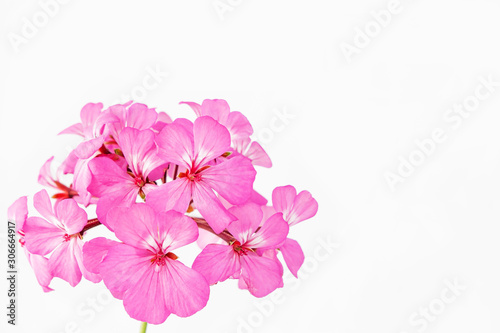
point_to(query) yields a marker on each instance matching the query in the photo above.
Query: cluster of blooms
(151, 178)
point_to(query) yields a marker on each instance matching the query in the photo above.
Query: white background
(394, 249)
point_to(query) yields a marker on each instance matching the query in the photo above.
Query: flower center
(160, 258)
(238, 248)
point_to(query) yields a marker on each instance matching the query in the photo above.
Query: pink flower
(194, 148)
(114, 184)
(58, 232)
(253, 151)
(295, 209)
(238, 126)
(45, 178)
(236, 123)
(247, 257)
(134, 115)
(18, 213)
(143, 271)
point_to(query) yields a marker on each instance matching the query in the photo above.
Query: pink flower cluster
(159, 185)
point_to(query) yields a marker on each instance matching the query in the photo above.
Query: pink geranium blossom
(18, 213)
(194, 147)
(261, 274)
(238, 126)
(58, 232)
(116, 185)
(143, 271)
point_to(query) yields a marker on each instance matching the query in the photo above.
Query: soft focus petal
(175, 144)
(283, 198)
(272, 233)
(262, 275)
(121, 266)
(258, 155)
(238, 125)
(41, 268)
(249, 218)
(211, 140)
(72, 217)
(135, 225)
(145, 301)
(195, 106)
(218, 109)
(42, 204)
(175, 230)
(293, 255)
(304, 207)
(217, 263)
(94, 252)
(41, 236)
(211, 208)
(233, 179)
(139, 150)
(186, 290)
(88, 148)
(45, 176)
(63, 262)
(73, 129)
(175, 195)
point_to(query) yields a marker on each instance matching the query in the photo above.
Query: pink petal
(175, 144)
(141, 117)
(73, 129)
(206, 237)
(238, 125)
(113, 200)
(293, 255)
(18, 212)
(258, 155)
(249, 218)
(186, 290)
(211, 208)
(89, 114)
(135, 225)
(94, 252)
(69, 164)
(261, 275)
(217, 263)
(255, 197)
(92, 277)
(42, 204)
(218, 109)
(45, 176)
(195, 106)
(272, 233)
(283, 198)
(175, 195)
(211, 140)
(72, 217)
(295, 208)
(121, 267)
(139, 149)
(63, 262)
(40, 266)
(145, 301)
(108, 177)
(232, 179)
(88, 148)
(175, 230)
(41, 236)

#####

If a record holds a picture, leave the picture out and copy the rest exactly.

point_to(query) yields a marker on each instance matching the query in the photo above.
Query: cluster of blooms
(151, 178)
point_to(query) yields a marker on each instance matching the query in the photo above.
Query: white background
(394, 249)
point_to(query) yields a marker on each instance matching the query in the photo above.
Query: flower center
(160, 258)
(238, 248)
point_to(query) yields a marker on each instance matching the query in the photo above.
Query: pink flower
(194, 148)
(114, 184)
(58, 232)
(253, 151)
(295, 209)
(238, 126)
(45, 178)
(236, 123)
(247, 257)
(134, 115)
(18, 213)
(143, 271)
point_to(query) yields a marker on each instance matching the query in the photo above.
Query: pink flower cluster
(159, 185)
point_to(query) yields a marker on each instance matching the query in the photo above.
Query: pink geranium blossom
(18, 213)
(194, 147)
(261, 274)
(238, 126)
(58, 232)
(116, 185)
(143, 271)
point_to(query) yields a marker on each instance matching the query in the photo above.
Query: soft focus petal
(175, 144)
(283, 198)
(272, 233)
(262, 275)
(121, 266)
(258, 155)
(238, 125)
(41, 268)
(249, 218)
(211, 140)
(72, 217)
(135, 225)
(145, 301)
(195, 106)
(218, 109)
(42, 204)
(175, 230)
(293, 255)
(304, 207)
(217, 263)
(94, 252)
(41, 236)
(211, 208)
(233, 179)
(139, 150)
(186, 290)
(88, 148)
(45, 176)
(63, 262)
(73, 129)
(175, 195)
point_to(query) yields a marker on each instance matching the query in the photo above.
Query: pink petal
(175, 144)
(141, 117)
(73, 129)
(206, 237)
(238, 125)
(113, 200)
(293, 255)
(18, 212)
(258, 155)
(249, 218)
(186, 290)
(211, 208)
(89, 114)
(135, 225)
(94, 252)
(69, 164)
(261, 275)
(217, 263)
(255, 197)
(92, 277)
(42, 204)
(218, 109)
(45, 176)
(195, 106)
(272, 233)
(283, 198)
(175, 195)
(211, 140)
(72, 217)
(295, 208)
(121, 267)
(139, 149)
(63, 262)
(40, 266)
(145, 301)
(108, 177)
(232, 179)
(88, 148)
(175, 230)
(41, 236)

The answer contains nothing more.